**ПИСЬМЕННОЕ ЗАДАНИЕ A:**
Ответьте по отрывку о героях Достоевского:
(i) Кем скрипач Ефимов приходится Неточке Незвановой?
(ii) Что Иван Карамазов на суде готов отдать за две секунды радости?
(iii) Куда, по словам Лизаветы Николаевны, нужно ехать, если уж ехать?

**ОТРЫВОК ИЗ ИСТОЧНИКА:**
Все герои Достоевского могли бы повторить про себя то, что говорит скрипач Ефимов, отчим Неточки Незвановой:
«Я сам не знаю, чего хочу. Вот, спросите, сударь: „Егорка! Чего ты хочешь? Все могу тебе дать“, — а я, сударь, ведь ни слова вам в ответ не скажу, затем, что сам не знаю, чего хочу».
Остается жить, чтобы «только проходить мимо». Один миг радости, один просто красивый миг, — и за него можно отдать всю эту нудную, темную и бессмысленную жизнь.
«Я за две секунды радости отдал бы квадриллион квадриллионов», заявляет на суде Иван Карамазов.
После ночи со Ставрогиным Лизавета Николаевна с насмешкой говорит ему:
«Куда нам ехать вместе сегодня же? Куда-нибудь опять „воскресать“? Нет, уж довольно проб… Да и неспособна я. Если ехать, то в Москву, и там делать визиты и самим принимать, — вот мой идеал, вы знаете… Началось с красивого мгновения, которого я не вынесла. А так как я и без того давно знала, что меня всего на один миг только и хватит, то взяла и решилась… Я разочла мою жизнь на один только час и спокойна»…
Надеяться в будущем тоже не на что: нет в жизни таких сил, которые могли бы воскресить человека.
«Тогда я еще надеялся на воскресение, — говорит писатель, от лица которого ведется рассказ в „Униженных и оскорбленных“. — Хотя бы в сумасшедший дом поступить, что ли, — решил я наконец, — чтобы повернулся как-нибудь мозг в голове и расположился по-новому, а потом опять вылечиться. Была же жажда жизни и вера в нее!»
Но если бы и были силы, способные возродить человека, если бы мог он переделать себя, то и тут вопрос: во что возродиться, во что себя переделать?
Подпольный человек пишет: «Наслаждение было тут именно от слишком яркого сознания своего унижения; оттого, что уж нет тебе выхода, что уж никогда не сделаешься другим человеком; что если бы даже и оставалось еще время и вера, чтобы переделаться во что-нибудь другое, то, наверно, сам не захотел бы переделываться, а захотел бы, так и тут бы ничего не сделал, потому что, на самом деле, и переделываться-то, может быть, не во что».
Кириллов — тот нашел, во что нужно переделываться: переродиться физически и стать человеком. Но когда мы вглядимся ближе в его человекобога, мы увидим, что это уже полный мертвец, в котором не осталось ни капли жизни.
«Будет новый человек, счастливый и гордый. Кому будет все равно, жить или не жить, тот будет новый человек». Может быть, в таком случае все убьют себя, но — «это все равно. Обман убьют». Придет этот новый человек и научит, что все хороши и всё хорошо. Кто с голоду умрет, кто обесчестит девочку, кто размозжит голову за ребенка и кто не размозжит, — всё хорошо.

**ПИСЬМЕННОЕ ЗАДАНИЕ B:** Выведите записи без изменений, начиная со строки, где стоит «the form (278,549).», и заканчивая последней строкой записей, включая обе.

**Записи из набора данных:**
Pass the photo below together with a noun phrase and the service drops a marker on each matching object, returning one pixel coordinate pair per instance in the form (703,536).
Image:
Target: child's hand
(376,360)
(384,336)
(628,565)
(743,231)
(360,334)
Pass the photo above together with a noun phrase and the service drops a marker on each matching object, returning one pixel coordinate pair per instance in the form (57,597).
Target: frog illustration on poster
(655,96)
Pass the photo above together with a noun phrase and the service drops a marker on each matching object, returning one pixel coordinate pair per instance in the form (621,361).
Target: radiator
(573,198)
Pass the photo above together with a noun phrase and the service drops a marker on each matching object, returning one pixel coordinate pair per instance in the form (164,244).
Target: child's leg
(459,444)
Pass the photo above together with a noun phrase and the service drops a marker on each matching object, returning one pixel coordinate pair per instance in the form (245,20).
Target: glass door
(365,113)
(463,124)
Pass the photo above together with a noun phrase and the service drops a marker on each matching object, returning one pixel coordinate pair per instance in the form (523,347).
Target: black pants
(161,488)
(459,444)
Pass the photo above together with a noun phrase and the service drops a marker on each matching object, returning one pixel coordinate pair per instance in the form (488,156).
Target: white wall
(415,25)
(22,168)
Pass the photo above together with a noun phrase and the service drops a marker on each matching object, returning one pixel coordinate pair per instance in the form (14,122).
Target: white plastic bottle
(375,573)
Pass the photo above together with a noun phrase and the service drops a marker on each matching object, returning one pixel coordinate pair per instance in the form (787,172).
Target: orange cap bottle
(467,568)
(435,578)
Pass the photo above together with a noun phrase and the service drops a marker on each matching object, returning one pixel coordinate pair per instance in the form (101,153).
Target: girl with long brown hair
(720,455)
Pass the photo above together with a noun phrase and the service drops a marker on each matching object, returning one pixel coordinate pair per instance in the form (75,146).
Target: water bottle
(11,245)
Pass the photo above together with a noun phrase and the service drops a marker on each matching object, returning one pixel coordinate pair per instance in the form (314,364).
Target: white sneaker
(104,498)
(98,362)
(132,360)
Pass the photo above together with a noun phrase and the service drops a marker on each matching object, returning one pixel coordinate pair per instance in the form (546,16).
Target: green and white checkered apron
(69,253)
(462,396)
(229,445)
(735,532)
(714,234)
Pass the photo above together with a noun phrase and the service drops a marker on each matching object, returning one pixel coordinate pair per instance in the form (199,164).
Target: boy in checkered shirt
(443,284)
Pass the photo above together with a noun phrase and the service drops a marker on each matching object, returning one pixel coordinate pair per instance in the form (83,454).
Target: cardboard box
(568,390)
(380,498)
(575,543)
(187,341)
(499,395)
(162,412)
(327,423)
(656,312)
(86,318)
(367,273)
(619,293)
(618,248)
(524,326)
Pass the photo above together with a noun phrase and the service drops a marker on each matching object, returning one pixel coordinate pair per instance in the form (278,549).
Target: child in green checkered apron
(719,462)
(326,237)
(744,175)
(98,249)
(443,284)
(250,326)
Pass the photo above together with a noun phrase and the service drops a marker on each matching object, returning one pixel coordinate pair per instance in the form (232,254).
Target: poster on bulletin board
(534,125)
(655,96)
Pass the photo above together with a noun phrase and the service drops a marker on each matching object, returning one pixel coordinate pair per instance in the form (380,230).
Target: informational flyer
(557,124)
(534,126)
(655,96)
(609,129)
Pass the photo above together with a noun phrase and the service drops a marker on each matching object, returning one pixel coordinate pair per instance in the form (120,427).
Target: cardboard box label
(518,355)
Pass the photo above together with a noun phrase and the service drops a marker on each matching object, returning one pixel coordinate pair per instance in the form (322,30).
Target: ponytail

**ПРАВИЛЬНЫЙ ОТВЕТ A:**
(i) Отчимом.
(ii) Квадриллион квадриллионов.
(iii) В Москву.

**ПРАВИЛЬНЫЙ ОТВЕТ B:**
Pass the photo above together with a noun phrase and the service drops a marker on each matching object, returning one pixel coordinate pair per instance in the form (278,549).
Target: child in green checkered apron
(719,462)
(326,237)
(744,175)
(98,249)
(443,284)
(250,326)
Pass the photo above together with a noun phrase and the service drops a marker on each matching object, returning one pixel coordinate pair per instance in the form (232,254).
Target: poster on bulletin board
(534,125)
(655,96)
Pass the photo above together with a noun phrase and the service drops a marker on each matching object, returning one pixel coordinate pair per instance in the form (380,230).
Target: informational flyer
(557,124)
(534,126)
(655,96)
(609,129)
Pass the photo above together with a noun phrase and the service drops a marker on each matching object, returning one pixel coordinate pair per instance in the form (120,427).
Target: cardboard box label
(518,355)
Pass the photo above together with a noun phrase and the service drops a marker on each matching object, returning one pixel coordinate pair per instance in the form (322,30).
Target: ponytail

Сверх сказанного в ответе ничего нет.